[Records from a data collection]
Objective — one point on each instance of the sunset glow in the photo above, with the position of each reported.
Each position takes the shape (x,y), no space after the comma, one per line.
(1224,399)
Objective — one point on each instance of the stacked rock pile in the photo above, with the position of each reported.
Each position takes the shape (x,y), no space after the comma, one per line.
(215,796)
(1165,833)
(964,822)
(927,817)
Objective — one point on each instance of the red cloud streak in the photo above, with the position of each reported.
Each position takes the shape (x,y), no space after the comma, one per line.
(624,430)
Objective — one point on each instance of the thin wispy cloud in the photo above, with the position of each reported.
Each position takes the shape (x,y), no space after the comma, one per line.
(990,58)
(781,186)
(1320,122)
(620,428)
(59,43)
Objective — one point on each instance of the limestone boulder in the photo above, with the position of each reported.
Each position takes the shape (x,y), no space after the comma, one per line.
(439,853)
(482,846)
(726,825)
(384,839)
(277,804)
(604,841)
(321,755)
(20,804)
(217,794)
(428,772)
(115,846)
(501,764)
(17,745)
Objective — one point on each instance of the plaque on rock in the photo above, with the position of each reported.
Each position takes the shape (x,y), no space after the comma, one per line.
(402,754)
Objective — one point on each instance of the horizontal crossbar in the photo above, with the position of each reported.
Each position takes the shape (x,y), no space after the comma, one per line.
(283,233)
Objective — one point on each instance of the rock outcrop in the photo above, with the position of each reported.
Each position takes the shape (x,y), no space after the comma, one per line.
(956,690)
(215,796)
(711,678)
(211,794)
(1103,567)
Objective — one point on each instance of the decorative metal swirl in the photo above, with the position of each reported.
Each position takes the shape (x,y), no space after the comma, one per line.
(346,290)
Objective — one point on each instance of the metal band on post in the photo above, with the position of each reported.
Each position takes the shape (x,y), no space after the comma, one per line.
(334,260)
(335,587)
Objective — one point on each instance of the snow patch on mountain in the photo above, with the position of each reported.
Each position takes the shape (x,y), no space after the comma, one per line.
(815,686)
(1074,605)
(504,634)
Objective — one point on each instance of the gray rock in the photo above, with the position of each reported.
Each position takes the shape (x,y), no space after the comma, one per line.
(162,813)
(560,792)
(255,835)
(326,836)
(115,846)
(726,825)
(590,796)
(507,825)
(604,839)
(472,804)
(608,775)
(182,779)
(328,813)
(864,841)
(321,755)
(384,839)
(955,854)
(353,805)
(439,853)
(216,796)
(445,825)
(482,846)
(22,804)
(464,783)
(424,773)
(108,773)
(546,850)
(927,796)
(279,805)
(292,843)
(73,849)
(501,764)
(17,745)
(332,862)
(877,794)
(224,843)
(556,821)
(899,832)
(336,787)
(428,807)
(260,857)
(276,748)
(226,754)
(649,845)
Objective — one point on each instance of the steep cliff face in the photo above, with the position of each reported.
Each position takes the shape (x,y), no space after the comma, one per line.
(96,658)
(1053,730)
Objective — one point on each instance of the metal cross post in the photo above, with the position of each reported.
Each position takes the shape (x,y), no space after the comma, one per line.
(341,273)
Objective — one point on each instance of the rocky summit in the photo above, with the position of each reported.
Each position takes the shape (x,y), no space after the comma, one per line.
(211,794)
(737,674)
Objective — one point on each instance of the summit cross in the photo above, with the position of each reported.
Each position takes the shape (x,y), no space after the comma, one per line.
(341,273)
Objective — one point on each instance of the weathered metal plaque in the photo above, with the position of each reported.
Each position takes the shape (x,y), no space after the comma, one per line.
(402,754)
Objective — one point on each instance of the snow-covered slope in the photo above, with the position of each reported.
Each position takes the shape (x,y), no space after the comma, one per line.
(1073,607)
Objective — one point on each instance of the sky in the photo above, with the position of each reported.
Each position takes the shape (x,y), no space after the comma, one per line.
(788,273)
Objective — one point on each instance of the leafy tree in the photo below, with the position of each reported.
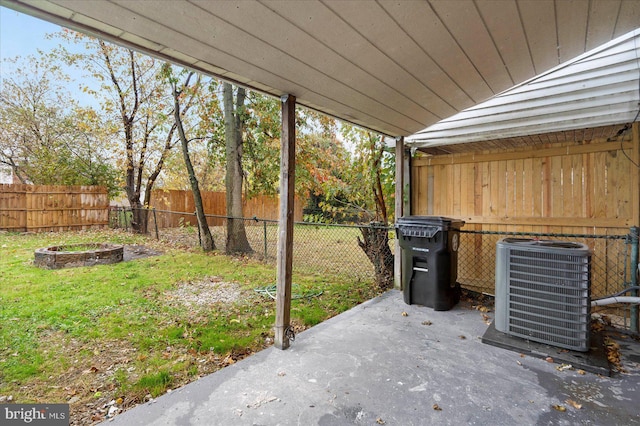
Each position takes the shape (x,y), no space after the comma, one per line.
(134,98)
(367,187)
(184,95)
(45,136)
(234,119)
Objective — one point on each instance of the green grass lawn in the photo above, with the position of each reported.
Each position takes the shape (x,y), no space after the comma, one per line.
(126,332)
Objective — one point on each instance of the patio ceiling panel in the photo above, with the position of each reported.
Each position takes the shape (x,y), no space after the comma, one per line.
(391,66)
(225,37)
(597,89)
(292,41)
(422,25)
(572,35)
(465,24)
(503,21)
(403,63)
(539,21)
(361,61)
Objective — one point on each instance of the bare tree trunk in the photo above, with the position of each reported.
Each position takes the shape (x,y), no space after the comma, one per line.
(236,234)
(206,239)
(375,238)
(375,244)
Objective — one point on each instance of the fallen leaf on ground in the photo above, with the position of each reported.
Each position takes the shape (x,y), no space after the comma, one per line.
(564,367)
(574,404)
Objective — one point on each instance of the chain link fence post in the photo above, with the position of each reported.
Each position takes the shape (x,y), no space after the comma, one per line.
(634,277)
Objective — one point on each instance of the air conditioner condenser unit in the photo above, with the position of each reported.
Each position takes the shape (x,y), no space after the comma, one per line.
(543,291)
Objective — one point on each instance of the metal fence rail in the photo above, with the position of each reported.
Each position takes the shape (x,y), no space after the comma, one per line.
(333,251)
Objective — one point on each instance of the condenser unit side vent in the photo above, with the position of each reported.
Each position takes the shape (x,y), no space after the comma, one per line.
(543,292)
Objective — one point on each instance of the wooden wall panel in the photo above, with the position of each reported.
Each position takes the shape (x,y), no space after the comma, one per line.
(42,208)
(562,189)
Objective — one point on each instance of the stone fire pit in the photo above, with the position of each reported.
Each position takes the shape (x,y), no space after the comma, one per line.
(72,255)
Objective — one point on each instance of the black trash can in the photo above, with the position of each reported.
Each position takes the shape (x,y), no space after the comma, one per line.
(430,260)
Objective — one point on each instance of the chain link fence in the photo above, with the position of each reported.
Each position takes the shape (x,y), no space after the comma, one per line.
(319,248)
(333,250)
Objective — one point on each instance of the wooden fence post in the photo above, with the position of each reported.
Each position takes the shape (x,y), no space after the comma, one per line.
(285,225)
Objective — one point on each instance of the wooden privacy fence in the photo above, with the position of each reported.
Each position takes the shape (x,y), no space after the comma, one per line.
(590,188)
(41,208)
(215,204)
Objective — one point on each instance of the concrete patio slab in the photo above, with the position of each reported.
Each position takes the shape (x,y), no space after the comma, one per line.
(375,365)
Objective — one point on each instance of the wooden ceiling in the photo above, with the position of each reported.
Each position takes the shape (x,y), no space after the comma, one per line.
(395,67)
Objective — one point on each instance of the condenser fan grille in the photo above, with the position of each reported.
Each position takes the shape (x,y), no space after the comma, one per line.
(546,293)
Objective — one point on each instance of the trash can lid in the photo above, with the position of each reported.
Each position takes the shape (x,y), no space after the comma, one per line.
(443,222)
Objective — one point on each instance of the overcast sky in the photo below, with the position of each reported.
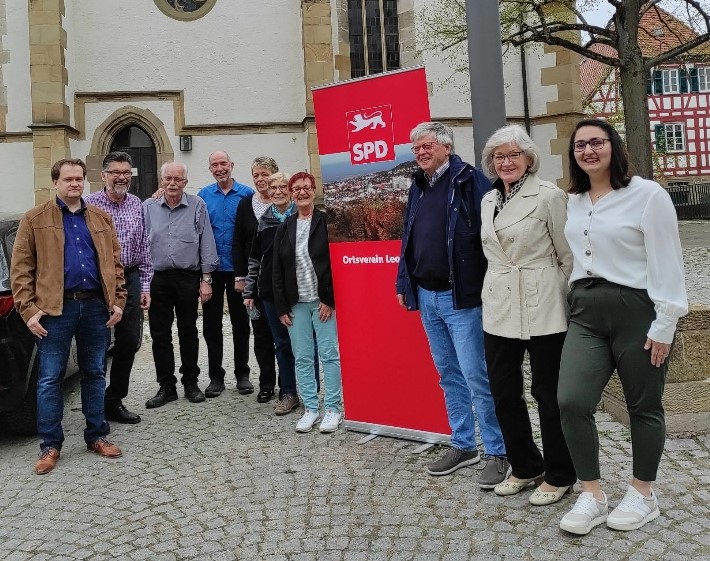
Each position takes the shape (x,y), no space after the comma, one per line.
(600,16)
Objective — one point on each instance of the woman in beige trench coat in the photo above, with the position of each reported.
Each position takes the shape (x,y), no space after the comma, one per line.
(525,308)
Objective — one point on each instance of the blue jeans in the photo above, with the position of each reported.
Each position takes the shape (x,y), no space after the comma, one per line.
(86,321)
(305,325)
(284,354)
(456,343)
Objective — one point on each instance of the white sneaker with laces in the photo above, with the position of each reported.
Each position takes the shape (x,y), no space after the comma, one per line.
(331,421)
(305,423)
(586,513)
(633,511)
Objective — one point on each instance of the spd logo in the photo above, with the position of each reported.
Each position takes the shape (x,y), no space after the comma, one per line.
(370,135)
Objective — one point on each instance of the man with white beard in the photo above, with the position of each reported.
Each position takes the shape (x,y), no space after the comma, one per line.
(127,213)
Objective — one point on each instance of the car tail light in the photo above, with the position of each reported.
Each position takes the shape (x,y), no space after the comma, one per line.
(6,305)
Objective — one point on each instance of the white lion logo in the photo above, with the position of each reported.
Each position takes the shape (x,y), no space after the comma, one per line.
(362,120)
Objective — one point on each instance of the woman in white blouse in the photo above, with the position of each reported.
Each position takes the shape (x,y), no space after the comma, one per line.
(628,292)
(524,309)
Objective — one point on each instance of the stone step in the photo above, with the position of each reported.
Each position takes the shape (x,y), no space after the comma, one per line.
(687,405)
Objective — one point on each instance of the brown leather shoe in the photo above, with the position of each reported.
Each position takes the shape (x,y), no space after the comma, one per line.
(105,448)
(47,460)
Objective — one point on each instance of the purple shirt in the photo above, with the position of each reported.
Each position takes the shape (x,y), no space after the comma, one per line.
(130,228)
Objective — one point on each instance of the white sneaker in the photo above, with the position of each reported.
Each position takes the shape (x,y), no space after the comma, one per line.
(305,423)
(586,513)
(331,421)
(633,511)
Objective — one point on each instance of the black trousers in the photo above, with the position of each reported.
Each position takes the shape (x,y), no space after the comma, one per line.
(174,294)
(504,358)
(126,333)
(212,314)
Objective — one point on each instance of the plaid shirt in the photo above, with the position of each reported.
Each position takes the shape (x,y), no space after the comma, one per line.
(130,228)
(438,173)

To do:
Show all lines from the entries that hold "summit".

Answer section:
Objective — one point on each instance of the rocky summit in the photo above, with the position of each reported.
Objective — one point on each instance of the summit cross in the photo above, with the position of each reported.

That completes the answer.